Study material section start
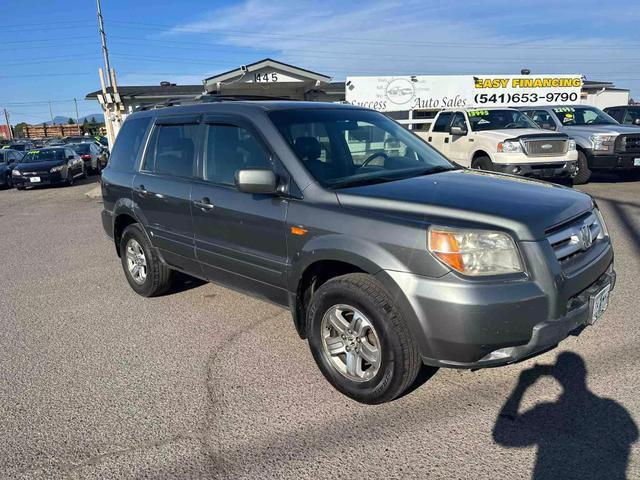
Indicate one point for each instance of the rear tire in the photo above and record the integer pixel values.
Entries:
(583, 174)
(362, 303)
(484, 163)
(155, 278)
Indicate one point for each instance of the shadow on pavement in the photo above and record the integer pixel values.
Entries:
(580, 435)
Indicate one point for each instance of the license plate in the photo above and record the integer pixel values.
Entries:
(599, 303)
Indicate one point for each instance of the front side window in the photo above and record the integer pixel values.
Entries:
(128, 143)
(230, 148)
(365, 146)
(572, 116)
(482, 120)
(172, 150)
(442, 122)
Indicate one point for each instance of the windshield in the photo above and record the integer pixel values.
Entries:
(498, 120)
(43, 156)
(81, 147)
(583, 116)
(343, 147)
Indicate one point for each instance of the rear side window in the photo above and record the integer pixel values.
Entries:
(172, 150)
(442, 123)
(128, 143)
(230, 148)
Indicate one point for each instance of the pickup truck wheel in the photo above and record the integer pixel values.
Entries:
(583, 174)
(484, 163)
(146, 274)
(360, 341)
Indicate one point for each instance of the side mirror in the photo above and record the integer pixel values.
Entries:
(458, 131)
(256, 180)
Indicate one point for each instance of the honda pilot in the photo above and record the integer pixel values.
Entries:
(389, 256)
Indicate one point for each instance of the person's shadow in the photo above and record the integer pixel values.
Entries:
(580, 436)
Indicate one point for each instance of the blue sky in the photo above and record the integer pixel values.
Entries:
(51, 50)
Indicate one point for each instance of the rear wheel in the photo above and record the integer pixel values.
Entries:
(360, 340)
(145, 272)
(583, 174)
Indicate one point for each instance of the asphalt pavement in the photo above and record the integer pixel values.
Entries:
(97, 382)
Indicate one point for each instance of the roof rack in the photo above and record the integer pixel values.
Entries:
(207, 98)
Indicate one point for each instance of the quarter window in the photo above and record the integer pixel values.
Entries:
(442, 122)
(172, 150)
(230, 148)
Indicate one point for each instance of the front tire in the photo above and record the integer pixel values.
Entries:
(145, 272)
(360, 341)
(583, 174)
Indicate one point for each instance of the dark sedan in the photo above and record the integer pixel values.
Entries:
(94, 157)
(48, 166)
(8, 160)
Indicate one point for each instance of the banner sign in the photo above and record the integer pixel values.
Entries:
(419, 92)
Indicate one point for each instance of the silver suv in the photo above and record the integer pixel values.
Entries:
(601, 141)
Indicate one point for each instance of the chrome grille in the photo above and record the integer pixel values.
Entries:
(576, 237)
(628, 143)
(541, 147)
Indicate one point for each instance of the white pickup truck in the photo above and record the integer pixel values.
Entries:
(502, 140)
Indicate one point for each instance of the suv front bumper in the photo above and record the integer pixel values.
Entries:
(463, 323)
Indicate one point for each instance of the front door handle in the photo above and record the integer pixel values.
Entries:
(204, 204)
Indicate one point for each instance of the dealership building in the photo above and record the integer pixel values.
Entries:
(271, 78)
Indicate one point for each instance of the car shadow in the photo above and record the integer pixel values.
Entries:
(580, 435)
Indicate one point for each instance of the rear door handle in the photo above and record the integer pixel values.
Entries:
(141, 190)
(204, 204)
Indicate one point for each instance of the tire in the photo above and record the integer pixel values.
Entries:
(583, 174)
(157, 276)
(398, 359)
(484, 163)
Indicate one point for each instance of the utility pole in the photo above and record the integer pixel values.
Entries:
(75, 102)
(103, 38)
(6, 118)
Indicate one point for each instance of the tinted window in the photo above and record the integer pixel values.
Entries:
(128, 143)
(400, 154)
(230, 148)
(172, 150)
(442, 122)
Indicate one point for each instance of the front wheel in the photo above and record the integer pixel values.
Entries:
(360, 340)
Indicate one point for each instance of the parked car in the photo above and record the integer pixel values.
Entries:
(501, 140)
(48, 166)
(388, 260)
(625, 114)
(94, 157)
(602, 143)
(8, 159)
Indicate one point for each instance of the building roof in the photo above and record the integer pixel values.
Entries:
(142, 91)
(266, 62)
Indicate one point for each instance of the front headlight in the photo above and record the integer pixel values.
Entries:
(604, 231)
(509, 147)
(475, 252)
(602, 142)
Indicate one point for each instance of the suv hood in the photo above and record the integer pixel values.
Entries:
(474, 198)
(38, 166)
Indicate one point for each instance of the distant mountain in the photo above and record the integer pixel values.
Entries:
(59, 119)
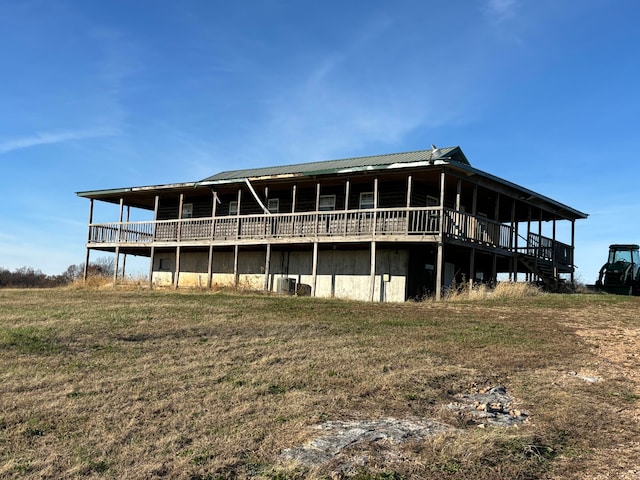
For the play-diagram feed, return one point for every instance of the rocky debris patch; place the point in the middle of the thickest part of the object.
(352, 444)
(488, 406)
(348, 443)
(586, 378)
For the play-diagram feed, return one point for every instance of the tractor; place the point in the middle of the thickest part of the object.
(621, 273)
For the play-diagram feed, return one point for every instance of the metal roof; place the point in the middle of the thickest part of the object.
(345, 165)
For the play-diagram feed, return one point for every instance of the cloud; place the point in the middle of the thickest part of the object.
(48, 138)
(501, 10)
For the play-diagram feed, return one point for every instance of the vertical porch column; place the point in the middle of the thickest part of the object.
(472, 261)
(409, 187)
(375, 206)
(553, 252)
(347, 187)
(124, 257)
(372, 272)
(529, 246)
(571, 252)
(212, 238)
(293, 209)
(267, 264)
(117, 253)
(179, 233)
(153, 242)
(315, 223)
(514, 242)
(440, 259)
(85, 273)
(314, 269)
(236, 273)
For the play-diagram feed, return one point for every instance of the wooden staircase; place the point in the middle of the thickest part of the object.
(543, 270)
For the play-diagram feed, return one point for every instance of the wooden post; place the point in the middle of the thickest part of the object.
(212, 239)
(314, 269)
(236, 273)
(153, 248)
(346, 206)
(86, 258)
(514, 241)
(440, 258)
(409, 186)
(372, 274)
(267, 263)
(124, 257)
(117, 253)
(315, 226)
(375, 207)
(178, 235)
(573, 239)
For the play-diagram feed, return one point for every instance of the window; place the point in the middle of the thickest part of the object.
(327, 203)
(273, 205)
(366, 200)
(187, 210)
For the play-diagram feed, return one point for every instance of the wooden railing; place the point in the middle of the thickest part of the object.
(382, 222)
(547, 249)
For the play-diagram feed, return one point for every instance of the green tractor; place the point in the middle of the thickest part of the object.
(621, 273)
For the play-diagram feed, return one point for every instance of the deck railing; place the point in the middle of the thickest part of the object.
(381, 223)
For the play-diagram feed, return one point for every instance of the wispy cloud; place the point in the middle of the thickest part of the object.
(48, 138)
(501, 10)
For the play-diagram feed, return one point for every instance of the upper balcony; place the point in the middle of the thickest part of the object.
(382, 224)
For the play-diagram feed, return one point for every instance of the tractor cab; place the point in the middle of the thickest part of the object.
(621, 273)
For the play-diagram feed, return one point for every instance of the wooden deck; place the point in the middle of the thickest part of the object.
(397, 224)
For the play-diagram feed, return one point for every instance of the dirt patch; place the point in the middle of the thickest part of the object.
(353, 444)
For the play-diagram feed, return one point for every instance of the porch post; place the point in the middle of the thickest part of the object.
(86, 258)
(267, 263)
(179, 233)
(553, 252)
(372, 274)
(211, 238)
(153, 248)
(124, 257)
(236, 274)
(346, 205)
(514, 242)
(472, 262)
(573, 239)
(314, 269)
(375, 206)
(117, 253)
(440, 259)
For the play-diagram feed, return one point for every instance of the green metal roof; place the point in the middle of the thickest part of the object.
(346, 165)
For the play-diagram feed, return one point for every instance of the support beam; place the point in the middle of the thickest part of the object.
(314, 269)
(372, 272)
(440, 258)
(572, 252)
(176, 280)
(236, 273)
(211, 239)
(153, 248)
(117, 253)
(86, 258)
(267, 264)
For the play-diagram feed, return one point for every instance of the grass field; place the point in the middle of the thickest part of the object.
(201, 385)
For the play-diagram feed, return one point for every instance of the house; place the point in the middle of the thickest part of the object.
(381, 228)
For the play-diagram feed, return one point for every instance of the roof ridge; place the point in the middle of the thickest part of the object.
(326, 162)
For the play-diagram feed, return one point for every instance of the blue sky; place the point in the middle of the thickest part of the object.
(98, 94)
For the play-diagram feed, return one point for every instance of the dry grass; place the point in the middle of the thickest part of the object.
(501, 290)
(133, 383)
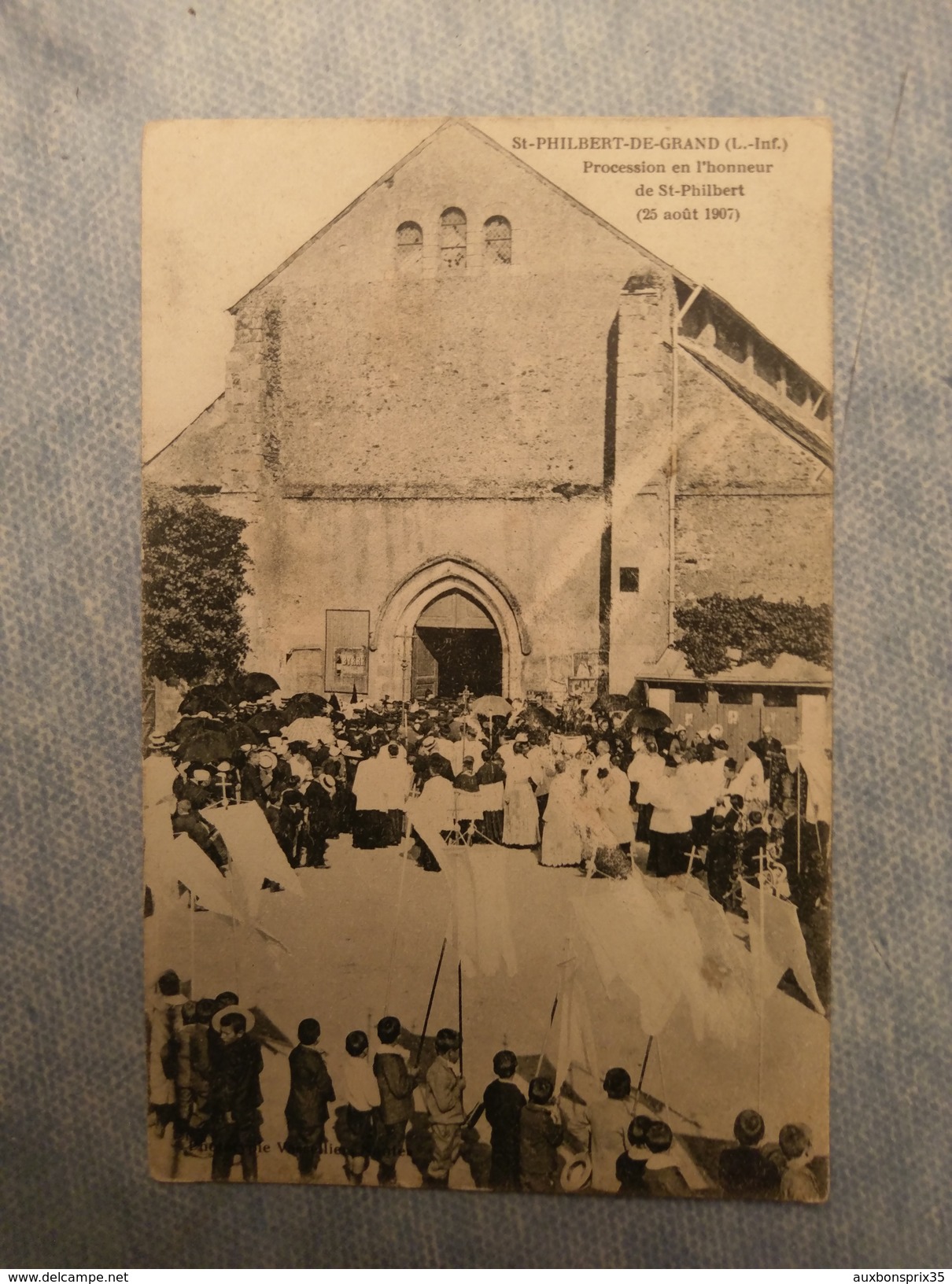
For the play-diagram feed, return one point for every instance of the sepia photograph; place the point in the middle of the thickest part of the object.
(487, 654)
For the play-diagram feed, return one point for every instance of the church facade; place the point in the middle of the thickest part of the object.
(485, 441)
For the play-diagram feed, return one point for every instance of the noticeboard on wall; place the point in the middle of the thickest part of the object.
(347, 651)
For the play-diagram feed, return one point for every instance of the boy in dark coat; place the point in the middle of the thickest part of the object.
(722, 854)
(306, 1111)
(396, 1083)
(234, 1098)
(753, 847)
(540, 1135)
(504, 1101)
(743, 1168)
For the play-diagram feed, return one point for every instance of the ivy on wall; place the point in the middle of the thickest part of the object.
(758, 629)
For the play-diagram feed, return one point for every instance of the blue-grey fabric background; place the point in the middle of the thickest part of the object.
(80, 80)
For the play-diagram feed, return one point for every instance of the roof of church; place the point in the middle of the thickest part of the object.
(455, 122)
(798, 420)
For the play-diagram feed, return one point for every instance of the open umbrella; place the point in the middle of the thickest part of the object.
(192, 725)
(491, 707)
(205, 699)
(256, 686)
(304, 704)
(611, 704)
(647, 719)
(208, 747)
(269, 721)
(537, 718)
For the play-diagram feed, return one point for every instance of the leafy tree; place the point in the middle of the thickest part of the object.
(194, 574)
(758, 629)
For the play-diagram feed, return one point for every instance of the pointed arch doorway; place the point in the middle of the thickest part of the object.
(456, 648)
(454, 623)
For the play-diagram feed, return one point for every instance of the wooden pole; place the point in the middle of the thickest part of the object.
(661, 1072)
(459, 1011)
(761, 987)
(192, 943)
(405, 858)
(644, 1066)
(432, 993)
(545, 1042)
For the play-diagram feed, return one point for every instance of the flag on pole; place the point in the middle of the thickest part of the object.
(663, 944)
(171, 861)
(577, 1058)
(777, 943)
(253, 850)
(479, 894)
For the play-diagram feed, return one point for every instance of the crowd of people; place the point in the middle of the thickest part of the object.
(591, 790)
(585, 788)
(206, 1064)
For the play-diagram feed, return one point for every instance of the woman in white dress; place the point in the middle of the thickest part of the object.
(562, 840)
(521, 810)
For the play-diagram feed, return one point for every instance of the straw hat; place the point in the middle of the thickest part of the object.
(233, 1011)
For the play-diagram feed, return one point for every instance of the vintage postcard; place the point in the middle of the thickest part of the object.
(487, 654)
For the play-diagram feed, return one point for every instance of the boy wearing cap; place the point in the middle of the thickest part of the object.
(604, 1129)
(504, 1101)
(797, 1182)
(540, 1137)
(396, 1084)
(743, 1168)
(311, 1089)
(234, 1095)
(444, 1095)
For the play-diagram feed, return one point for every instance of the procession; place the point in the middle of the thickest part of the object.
(681, 899)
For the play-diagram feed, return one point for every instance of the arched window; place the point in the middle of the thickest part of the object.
(452, 238)
(499, 239)
(409, 245)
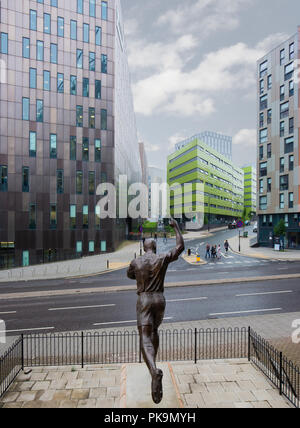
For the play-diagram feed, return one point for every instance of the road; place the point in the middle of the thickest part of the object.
(116, 309)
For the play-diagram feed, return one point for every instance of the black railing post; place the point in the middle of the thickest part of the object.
(82, 349)
(22, 351)
(195, 346)
(280, 375)
(249, 343)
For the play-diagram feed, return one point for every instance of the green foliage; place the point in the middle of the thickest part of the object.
(280, 229)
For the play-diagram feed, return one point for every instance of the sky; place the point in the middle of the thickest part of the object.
(193, 68)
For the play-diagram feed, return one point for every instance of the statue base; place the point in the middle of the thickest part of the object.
(136, 388)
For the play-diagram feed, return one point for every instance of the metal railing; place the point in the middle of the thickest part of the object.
(283, 373)
(88, 348)
(11, 364)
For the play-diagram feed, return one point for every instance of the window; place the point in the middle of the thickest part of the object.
Study material section end
## Task objective
Lines with the word "handle" in them should be copied from the preceding records.

## Result of the exercise
Indicate one point for each instance of the front door handle in the photo above and record the integer pixel values.
Indicate one point for each instance of the rear door handle in the photo above and record the integer pixel values.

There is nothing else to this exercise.